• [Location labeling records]
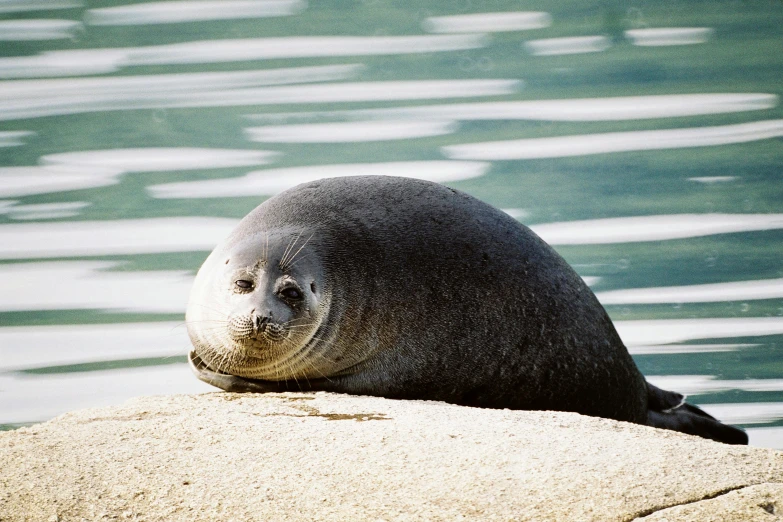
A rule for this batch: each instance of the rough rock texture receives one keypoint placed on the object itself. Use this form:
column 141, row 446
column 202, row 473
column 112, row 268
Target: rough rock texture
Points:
column 332, row 457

• [Instructions for the task]
Retype every item above verbatim, line for line, and leave out the pictures.

• [Exercise solution]
A rule for this batch: each instance of the rough rock texture receives one keypoint placed on the object itself. Use this form:
column 141, row 446
column 202, row 473
column 112, row 268
Target: rough rock texture
Points:
column 332, row 457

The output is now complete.